[命名对象定位记录]
---

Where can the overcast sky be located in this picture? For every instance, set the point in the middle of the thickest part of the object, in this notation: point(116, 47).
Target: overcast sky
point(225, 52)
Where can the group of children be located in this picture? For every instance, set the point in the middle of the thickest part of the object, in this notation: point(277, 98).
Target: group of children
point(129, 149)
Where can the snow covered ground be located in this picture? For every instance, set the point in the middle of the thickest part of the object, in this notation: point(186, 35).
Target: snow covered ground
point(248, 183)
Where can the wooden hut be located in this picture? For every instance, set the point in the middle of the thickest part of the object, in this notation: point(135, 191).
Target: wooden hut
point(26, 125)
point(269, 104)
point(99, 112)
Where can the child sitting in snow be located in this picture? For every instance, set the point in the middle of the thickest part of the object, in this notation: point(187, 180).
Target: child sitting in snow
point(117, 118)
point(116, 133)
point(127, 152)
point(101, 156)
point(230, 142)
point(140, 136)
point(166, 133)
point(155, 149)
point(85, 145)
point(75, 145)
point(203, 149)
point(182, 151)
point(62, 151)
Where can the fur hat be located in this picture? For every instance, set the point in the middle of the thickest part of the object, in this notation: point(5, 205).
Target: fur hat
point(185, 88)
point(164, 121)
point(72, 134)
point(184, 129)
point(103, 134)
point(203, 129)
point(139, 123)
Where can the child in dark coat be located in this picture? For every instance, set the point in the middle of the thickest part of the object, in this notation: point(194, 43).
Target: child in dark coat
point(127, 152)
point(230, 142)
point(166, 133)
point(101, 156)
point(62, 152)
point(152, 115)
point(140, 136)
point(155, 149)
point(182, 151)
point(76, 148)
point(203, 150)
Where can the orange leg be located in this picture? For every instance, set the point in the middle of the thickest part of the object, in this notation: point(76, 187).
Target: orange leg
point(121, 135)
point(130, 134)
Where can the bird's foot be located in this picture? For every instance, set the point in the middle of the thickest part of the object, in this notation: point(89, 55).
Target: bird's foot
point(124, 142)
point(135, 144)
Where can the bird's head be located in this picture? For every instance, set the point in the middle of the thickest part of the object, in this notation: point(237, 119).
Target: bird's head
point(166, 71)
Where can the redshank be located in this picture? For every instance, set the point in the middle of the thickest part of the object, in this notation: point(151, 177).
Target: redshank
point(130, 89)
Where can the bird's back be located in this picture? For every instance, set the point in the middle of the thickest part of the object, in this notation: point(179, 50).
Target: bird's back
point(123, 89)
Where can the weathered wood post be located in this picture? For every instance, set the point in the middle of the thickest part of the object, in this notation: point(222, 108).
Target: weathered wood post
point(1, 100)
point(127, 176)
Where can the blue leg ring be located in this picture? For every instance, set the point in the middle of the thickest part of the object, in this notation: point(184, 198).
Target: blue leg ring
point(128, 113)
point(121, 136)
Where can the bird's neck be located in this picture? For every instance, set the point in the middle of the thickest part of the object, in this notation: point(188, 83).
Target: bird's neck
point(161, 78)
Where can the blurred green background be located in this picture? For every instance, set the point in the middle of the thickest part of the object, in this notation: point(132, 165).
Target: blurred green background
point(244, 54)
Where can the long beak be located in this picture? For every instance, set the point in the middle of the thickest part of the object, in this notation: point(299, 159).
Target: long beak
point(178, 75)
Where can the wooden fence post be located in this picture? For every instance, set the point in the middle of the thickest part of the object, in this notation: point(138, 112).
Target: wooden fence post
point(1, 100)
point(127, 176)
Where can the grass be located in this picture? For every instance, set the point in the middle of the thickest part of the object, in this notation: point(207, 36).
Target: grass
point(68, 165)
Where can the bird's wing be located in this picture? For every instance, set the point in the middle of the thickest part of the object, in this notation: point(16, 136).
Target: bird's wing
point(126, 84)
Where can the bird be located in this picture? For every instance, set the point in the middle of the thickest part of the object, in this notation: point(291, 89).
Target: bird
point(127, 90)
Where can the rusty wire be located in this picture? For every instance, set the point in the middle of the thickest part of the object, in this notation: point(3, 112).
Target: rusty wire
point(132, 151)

---

把上面材料中出现的每一处“thickest part”都改为“widest part”，其他内容一字不动，重新写出全部材料。

* [练习结果]
Where can the overcast sky be located in this picture? For every instance, set the point in the middle of the widest part of the object, in this notation: point(116, 47).
Target: overcast sky
point(225, 52)
Where can the group of children be located in this picture? For every instance, set the point in the middle of the widest part of the object, in this notation: point(277, 98).
Target: group of children
point(129, 149)
Where can the snow covered ground be located in this picture? For every instance, set the point in the middle of the widest part of the object, in this notation: point(186, 35).
Target: snow covered ground
point(248, 183)
Where can the wooden hut be located in this picture? For every instance, set the point in the middle of the widest part of the object, in this notation: point(135, 191).
Target: wooden hut
point(26, 125)
point(269, 104)
point(99, 112)
Where can the child sitting in snow be located in this picture? For every instance, set the point in the middle of the widest part of the object, in this notation: point(187, 180).
Target: child sitting in snow
point(117, 118)
point(116, 133)
point(127, 152)
point(101, 156)
point(230, 142)
point(140, 136)
point(166, 133)
point(155, 149)
point(85, 145)
point(75, 145)
point(203, 149)
point(182, 151)
point(62, 151)
Where can the fur hat be located in this picture? For every instance, set the point in the middle of the widest part of the object, in this notation: point(5, 205).
Target: fur hat
point(185, 88)
point(164, 121)
point(72, 134)
point(184, 129)
point(103, 134)
point(203, 129)
point(139, 123)
Where can the child in dark coat be located in this picture? For every instance, set the point in the middle of the widest part of the object, in this notation: point(194, 43).
Target: child in dark coat
point(127, 152)
point(230, 142)
point(166, 133)
point(101, 156)
point(62, 152)
point(152, 115)
point(140, 136)
point(155, 149)
point(182, 151)
point(76, 148)
point(203, 150)
Where can the orange leg be located in this picture? For every instance, set the point in the middle of the widest part of the object, in this notation: point(76, 187).
Target: orange leg
point(121, 135)
point(130, 134)
Where can the bird's foot be located in this picture? For every instance, set the point in the middle of the widest part of the object, in this notation: point(89, 55).
Target: bird's foot
point(124, 142)
point(135, 144)
Where can the bird's head be located in this picture? For every instance, set the point in the middle of the widest part of the object, in this notation: point(237, 119).
Target: bird's head
point(166, 71)
Where can the redshank be located in this picture? For every instance, set the point in the middle of the widest part of the object, in this notation: point(151, 177).
Target: redshank
point(130, 89)
Where can the bird's back be located in this picture? For every instance, set the point in the middle of the widest part of the object, in this notation: point(179, 50).
Target: bird's back
point(123, 89)
Where can the weathered wood post be located in this picture? For every instance, set the point in the middle of the widest part of the object, in this notation: point(222, 108).
Target: weathered wood post
point(1, 100)
point(127, 176)
Where can the blue leg ring be located in this picture? For every instance, set the point in the middle of the widest part of the object, in this notation: point(184, 198).
Target: blue leg ring
point(128, 113)
point(121, 136)
Where can the bird's neck be located in this picture? For every instance, set the point in the middle of the widest part of the object, in this notation: point(188, 83).
Target: bird's neck
point(161, 78)
Where can the blurred green background be located in this picture? For every instance, set the point in the middle of the widest part of the object, in this notation: point(132, 165).
Target: blurred green background
point(244, 54)
Where can the long beak be located in this picture? For every instance, set the point in the middle of the widest part of the object, in this notation: point(299, 159).
Target: long beak
point(178, 75)
Where can the wooden fence post be located in this picture? For every instance, set the point in the middle of the widest part of the object, in this notation: point(138, 112).
Target: wooden fence post
point(1, 100)
point(127, 176)
Where can the grass be located in this picture? For every instance, set the point in the middle of the widest part of the object, in this notation: point(207, 36).
Target: grass
point(68, 165)
Where can the bird's wing be located in this picture? For every instance, set the point in the middle of the widest part of the object, in this notation: point(16, 136).
Target: bird's wing
point(126, 84)
Where can the bird be located in this picture? For every instance, set the point in the middle of the widest part of the object, in this notation: point(291, 89).
Target: bird
point(127, 90)
Where can the rusty wire be located in this picture? For every instance, set the point in the middle of the widest part of the object, in this notation: point(3, 112).
Target: rusty wire
point(132, 151)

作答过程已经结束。